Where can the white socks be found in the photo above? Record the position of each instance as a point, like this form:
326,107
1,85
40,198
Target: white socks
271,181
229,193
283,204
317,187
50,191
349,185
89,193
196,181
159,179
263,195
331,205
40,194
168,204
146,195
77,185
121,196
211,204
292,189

===

Goal of the exercise:
Word for word, give the whole listing again.

Reply to the task:
Where can the white socks be found in the photo above? Record the position of each instance as a point, like this form:
326,107
1,85
40,198
Target: white socks
271,181
229,193
283,204
317,187
50,191
349,185
89,193
196,181
159,179
263,195
331,205
40,194
168,204
146,195
77,185
121,196
211,204
292,189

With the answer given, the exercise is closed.